Records provided start

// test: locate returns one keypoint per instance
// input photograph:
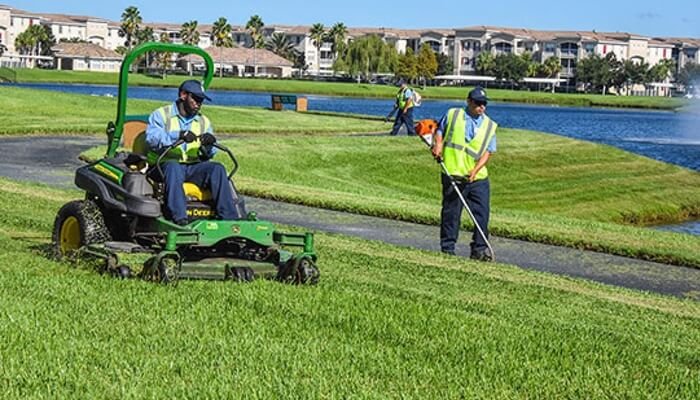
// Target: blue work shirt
(470, 127)
(158, 139)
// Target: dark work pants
(478, 195)
(404, 118)
(207, 175)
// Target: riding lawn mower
(122, 216)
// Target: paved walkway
(52, 160)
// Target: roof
(243, 56)
(84, 50)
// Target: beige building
(86, 57)
(462, 45)
(241, 61)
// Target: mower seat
(134, 139)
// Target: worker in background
(404, 105)
(464, 140)
(189, 162)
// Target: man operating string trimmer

Records provided end

Short problem: The pictures should not appear in the copy; every other part of the records above must be returned exactly.

Complete response:
// test: locate returns one keypoint per instance
// input photograph:
// Target: blue work shirt
(470, 127)
(158, 139)
// Target: dark work pants
(478, 195)
(404, 118)
(207, 175)
// Target: riding lawn mower
(122, 216)
// Target: paved walkway
(52, 160)
// Target: roof
(243, 56)
(84, 50)
// Target: beige building
(86, 57)
(462, 45)
(241, 61)
// Target: mower seat
(134, 139)
// Target: worker in background
(404, 105)
(464, 140)
(189, 162)
// Target: man operating string trimmer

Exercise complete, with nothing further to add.